**記述問題 1**
記録のうち「grass with a single point, one per instance.」を含む行から「(1333, 550)」を含む行まで(両端の行を含む)を、「annotate」を「mark」に置き換えて書き直してもらえますか?ほかの部分はそのままにしてください。
==========
2018年11月18日(日)10:00-12:00、池袋駅近くの某貸会議室にて「育休後カフェ®」を開催しました!
私がホームグラウンドとしている成増から、池袋へは急行で10分程度。ターミナル駅ということもあって、都内だけでなくさいたま市や川崎市などさまざまなエリアから、10名の方に参加いただきました。
今回のテーマは「転職という選択肢」。ずしり、と重く響くワードですよね。
やはり参加者も、どうしても少し固い表情になりがちでしたが、最終的には時おり笑い声も起こる、穏やかな雰囲気でイベントを楽しんでいただきました。
転職は奥深いテーマであり、普段の日常生活ではなかなか、誰かとじっくり話す機会が無い、あるいは話しにくい内容でもあります。対話タイムは短かったですから、もっと深くじっくり対話したいというモヤモヤが、より深まってしまったかもしれませんね(苦笑)。
転職に向けての意欲、また今の環境への満足感、どれをとっても11名全てバラバラのため、全員の関心事に満遍なくお応えできたか?というと難しかったかもしれませんが、自分自身の棚卸しの大切さや、スキルのフレームワークは参考になった方が多かったようです。
育休後の働き方、「What/Why/How」の整理が
すべての第一歩
「転職」が頭にちらついたら、気になるのはどんな準備が必要か?でしょう。
今回のイベントでは、まずライトニングトークとして、今年7月に転職エージェントに転職(笑)した私・ヤザワが、毎日企業からのニーズを受けて育休後世代とのお仕事マッチングをしている観点から、
・企業側の本音(育休後世代の転職者に企業が求めていることって?)
==========
**記述問題 2**
本文ブロックによると、このイベントのテーマは何でしたか?

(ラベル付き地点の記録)
==========
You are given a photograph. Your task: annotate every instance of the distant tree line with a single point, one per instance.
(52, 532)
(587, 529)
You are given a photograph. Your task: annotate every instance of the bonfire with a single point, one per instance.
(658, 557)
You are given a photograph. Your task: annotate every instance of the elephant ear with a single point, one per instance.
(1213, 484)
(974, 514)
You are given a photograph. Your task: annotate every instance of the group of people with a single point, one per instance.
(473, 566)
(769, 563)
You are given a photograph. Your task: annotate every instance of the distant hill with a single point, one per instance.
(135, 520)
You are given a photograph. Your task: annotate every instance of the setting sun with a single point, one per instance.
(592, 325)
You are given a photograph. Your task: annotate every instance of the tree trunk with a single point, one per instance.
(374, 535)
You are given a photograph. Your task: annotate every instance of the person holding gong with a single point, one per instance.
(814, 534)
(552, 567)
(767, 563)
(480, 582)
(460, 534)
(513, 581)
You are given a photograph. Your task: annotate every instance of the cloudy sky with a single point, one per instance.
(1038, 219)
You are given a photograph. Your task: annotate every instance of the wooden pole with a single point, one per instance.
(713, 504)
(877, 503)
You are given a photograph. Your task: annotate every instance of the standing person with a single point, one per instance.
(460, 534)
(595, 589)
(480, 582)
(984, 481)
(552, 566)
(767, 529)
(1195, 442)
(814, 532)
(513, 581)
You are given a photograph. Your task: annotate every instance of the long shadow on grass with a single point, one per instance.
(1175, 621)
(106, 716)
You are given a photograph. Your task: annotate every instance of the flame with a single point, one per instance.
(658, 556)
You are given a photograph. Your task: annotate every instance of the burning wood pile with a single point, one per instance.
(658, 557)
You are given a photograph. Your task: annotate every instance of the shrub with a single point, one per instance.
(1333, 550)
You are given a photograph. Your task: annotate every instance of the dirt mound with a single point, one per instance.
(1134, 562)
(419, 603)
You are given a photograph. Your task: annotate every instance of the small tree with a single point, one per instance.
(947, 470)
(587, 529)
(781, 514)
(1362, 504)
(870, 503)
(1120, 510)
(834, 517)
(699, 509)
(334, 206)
==========
**解答全文 1**
You are given a photograph. Your task: mark every instance of the long shadow on grass with a single point, one per instance.
(1175, 621)
(106, 716)
You are given a photograph. Your task: mark every instance of the flame with a single point, one per instance.
(658, 556)
You are given a photograph. Your task: mark every instance of the burning wood pile with a single point, one per instance.
(658, 557)
You are given a photograph. Your task: mark every instance of the shrub with a single point, one per instance.
(1333, 550)

**解答全文 2**
「転職という選択肢」です。